***** EXERCISE INPUT *****
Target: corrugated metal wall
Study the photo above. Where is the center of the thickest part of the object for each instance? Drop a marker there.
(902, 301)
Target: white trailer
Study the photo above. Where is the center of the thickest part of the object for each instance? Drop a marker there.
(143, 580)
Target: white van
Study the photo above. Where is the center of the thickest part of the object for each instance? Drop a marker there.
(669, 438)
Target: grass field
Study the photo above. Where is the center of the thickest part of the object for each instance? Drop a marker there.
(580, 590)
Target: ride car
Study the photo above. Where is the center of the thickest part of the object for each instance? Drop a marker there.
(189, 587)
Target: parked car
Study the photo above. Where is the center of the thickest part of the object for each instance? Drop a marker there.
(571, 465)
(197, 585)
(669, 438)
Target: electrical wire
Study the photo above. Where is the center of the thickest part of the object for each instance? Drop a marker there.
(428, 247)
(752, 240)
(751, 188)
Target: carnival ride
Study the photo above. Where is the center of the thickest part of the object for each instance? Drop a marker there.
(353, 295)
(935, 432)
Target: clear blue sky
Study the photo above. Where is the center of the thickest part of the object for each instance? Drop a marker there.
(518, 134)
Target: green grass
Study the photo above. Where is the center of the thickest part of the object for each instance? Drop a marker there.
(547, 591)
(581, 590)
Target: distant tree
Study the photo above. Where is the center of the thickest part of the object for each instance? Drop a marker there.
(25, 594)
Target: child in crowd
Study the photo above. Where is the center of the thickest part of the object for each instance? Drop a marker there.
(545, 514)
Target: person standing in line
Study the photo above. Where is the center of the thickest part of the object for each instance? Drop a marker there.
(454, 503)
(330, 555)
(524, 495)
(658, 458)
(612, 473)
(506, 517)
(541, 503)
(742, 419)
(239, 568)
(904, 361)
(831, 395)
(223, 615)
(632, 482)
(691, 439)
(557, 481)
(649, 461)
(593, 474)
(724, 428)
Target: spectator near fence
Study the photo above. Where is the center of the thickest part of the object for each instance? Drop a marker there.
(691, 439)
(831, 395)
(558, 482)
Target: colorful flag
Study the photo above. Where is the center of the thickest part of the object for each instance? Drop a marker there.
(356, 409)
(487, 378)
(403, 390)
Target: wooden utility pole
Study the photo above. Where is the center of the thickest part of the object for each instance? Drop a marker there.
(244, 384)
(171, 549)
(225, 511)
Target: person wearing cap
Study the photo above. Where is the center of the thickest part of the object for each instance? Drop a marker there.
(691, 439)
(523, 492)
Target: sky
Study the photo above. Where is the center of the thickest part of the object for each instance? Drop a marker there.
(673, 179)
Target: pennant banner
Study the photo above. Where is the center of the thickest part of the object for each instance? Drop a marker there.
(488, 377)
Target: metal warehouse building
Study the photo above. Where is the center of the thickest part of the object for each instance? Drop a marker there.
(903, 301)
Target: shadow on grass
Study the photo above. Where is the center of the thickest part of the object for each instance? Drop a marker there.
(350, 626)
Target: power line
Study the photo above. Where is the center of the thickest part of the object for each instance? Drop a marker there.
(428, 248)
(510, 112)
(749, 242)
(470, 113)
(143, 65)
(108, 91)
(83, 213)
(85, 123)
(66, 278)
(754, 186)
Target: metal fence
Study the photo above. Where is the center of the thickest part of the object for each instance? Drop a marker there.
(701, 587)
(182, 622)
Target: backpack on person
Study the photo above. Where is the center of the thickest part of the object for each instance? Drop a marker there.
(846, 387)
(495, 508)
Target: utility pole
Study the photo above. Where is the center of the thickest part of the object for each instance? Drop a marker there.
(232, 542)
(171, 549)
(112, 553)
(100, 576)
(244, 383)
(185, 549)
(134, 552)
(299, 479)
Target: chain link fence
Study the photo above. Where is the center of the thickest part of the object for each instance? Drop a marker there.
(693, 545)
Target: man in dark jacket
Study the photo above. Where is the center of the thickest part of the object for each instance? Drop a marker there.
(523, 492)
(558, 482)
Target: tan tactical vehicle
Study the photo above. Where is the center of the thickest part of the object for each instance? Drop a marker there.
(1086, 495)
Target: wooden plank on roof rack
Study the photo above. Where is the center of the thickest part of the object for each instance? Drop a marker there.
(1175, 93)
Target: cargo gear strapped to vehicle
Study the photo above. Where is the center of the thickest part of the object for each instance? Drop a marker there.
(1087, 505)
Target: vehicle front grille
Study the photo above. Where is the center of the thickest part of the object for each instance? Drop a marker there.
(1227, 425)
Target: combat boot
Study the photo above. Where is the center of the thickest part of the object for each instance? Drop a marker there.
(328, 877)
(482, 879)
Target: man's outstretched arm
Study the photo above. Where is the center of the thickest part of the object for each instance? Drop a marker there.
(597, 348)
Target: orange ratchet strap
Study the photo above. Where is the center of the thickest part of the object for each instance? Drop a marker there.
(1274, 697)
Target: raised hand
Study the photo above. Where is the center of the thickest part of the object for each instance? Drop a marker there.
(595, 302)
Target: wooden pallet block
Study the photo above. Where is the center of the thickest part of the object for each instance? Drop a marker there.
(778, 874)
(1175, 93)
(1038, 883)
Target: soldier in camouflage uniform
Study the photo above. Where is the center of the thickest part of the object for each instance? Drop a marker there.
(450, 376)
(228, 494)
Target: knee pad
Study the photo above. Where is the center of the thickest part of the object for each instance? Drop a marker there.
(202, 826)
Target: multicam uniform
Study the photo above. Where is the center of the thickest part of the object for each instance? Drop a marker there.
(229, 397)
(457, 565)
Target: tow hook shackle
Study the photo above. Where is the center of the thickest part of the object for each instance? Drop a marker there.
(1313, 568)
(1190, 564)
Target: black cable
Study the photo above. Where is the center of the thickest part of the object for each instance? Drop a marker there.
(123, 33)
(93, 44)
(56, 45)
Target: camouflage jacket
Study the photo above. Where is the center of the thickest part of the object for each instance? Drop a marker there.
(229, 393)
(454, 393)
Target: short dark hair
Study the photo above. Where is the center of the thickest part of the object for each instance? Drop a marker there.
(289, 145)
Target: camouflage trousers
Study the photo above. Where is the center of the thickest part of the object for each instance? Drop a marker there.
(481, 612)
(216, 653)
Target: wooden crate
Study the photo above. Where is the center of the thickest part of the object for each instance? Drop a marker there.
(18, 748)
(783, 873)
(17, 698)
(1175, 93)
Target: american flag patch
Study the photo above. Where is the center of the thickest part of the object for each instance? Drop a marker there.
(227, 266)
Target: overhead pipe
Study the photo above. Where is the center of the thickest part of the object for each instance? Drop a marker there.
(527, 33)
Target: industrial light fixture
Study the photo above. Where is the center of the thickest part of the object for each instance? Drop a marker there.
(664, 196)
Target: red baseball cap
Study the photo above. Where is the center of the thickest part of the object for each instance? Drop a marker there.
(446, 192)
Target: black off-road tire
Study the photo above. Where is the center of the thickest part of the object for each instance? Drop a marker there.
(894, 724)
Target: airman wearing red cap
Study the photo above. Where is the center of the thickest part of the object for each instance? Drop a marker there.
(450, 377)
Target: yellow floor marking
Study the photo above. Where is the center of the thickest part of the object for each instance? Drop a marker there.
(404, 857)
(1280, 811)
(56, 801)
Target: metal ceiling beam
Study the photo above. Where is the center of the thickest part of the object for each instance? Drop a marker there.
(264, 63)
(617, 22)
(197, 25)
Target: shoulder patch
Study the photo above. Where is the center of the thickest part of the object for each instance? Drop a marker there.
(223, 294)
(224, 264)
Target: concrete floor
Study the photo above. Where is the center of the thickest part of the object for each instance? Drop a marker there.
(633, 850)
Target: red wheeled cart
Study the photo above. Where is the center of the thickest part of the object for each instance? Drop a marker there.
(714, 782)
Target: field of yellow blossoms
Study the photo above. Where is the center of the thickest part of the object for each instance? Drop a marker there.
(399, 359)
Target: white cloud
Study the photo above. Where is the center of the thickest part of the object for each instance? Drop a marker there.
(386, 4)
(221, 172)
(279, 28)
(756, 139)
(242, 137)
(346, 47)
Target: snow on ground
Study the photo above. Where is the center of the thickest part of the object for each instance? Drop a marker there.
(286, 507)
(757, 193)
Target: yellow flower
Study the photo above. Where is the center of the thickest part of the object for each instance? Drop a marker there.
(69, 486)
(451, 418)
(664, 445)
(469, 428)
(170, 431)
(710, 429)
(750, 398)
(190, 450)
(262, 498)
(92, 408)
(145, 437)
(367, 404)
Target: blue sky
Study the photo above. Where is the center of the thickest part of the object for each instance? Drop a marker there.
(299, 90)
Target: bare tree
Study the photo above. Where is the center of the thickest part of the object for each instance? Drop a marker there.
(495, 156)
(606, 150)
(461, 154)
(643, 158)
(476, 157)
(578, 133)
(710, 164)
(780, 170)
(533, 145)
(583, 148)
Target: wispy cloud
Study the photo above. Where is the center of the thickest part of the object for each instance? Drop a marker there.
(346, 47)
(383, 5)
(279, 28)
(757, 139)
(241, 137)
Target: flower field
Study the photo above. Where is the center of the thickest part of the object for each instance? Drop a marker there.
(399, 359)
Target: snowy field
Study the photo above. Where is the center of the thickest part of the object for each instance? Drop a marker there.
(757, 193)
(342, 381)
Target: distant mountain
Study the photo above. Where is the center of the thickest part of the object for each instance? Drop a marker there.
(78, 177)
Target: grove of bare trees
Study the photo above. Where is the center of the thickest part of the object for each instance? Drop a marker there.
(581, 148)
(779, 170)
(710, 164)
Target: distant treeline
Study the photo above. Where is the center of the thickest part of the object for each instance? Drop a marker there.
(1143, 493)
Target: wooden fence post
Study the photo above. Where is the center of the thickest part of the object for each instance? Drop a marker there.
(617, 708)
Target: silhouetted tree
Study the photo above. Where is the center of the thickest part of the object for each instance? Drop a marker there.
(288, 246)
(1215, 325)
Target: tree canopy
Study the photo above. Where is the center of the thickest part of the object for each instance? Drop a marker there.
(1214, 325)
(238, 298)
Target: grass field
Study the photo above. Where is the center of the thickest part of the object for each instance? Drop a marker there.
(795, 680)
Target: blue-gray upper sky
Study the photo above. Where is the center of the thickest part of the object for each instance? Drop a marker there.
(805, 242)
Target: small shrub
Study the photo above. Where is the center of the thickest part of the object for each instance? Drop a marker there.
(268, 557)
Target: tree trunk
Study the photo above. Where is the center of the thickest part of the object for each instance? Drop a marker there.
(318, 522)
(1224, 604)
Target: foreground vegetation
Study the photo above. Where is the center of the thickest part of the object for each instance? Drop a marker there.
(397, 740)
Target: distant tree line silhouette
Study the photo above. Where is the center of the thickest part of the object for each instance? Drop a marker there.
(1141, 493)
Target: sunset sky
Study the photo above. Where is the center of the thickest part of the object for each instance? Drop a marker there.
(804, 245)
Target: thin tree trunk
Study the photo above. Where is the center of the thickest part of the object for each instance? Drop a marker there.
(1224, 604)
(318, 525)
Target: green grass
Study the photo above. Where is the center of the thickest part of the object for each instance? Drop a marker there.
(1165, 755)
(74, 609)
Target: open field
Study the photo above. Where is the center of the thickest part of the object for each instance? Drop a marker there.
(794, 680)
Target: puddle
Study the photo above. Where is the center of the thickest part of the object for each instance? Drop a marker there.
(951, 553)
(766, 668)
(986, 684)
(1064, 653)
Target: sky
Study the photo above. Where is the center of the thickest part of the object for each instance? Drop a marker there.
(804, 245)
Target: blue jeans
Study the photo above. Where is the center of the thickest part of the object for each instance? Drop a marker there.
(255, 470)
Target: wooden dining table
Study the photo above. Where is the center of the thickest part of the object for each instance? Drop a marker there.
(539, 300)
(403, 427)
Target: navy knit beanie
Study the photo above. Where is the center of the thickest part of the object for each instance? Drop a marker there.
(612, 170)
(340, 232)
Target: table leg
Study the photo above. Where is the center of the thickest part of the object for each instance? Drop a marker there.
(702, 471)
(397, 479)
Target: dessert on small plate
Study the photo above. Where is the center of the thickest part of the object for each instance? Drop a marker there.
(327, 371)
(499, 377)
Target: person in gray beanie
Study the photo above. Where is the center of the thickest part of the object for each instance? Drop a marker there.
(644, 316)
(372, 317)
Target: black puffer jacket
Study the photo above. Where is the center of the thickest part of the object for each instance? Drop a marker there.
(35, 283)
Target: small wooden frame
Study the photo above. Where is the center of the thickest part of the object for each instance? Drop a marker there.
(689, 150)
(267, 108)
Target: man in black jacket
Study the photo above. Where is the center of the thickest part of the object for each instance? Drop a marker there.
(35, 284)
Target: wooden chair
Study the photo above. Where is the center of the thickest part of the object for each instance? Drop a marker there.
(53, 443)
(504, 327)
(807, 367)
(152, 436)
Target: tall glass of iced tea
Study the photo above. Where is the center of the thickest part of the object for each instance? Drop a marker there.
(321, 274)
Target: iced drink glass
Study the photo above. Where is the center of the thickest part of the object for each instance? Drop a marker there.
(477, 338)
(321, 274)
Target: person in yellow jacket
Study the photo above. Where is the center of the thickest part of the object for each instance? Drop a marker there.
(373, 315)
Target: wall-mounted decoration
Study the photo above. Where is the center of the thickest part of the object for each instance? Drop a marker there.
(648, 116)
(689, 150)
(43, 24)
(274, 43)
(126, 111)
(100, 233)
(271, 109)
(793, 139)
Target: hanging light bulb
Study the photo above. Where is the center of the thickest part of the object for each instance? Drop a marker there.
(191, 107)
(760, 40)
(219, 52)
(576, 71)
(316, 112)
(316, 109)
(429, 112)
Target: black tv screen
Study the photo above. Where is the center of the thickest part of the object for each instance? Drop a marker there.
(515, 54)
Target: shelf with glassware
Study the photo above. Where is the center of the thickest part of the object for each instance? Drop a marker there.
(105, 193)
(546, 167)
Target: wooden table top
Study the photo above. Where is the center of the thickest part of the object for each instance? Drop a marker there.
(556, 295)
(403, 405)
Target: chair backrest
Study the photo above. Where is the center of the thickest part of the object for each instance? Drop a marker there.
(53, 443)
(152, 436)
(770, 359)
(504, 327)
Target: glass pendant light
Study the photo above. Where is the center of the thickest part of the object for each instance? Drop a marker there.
*****
* **PROBLEM**:
Reproduce every line of the listing, starting at the line that contains "Target: black tv screen" and ending at the end of the listing, with each answer coordinate offset by adding 50 to both of its numbers.

* **COMPLETED TASK**:
Target: black tv screen
Study the photo above. Where is the center of the thickest part of the object for each instance? Drop a marker there.
(565, 104)
Target: shelf with glassware
Study the photo above. Where is the center of the thickest part of the object for each instance? Drop a marker there.
(155, 243)
(596, 217)
Target: wooden table top
Study the photo above. Where is the center of the thickest part of the object for each instance? Drop a marker there.
(606, 345)
(453, 455)
Target: chair backrest
Study the photo above. Where is the center of the thickest part of the object for each instance? Drop a marker there.
(103, 493)
(202, 486)
(820, 409)
(554, 377)
Target: glass pendant light
Study the photo above. Where is the center of the thickest part of the object for each instance? Drop a marker there.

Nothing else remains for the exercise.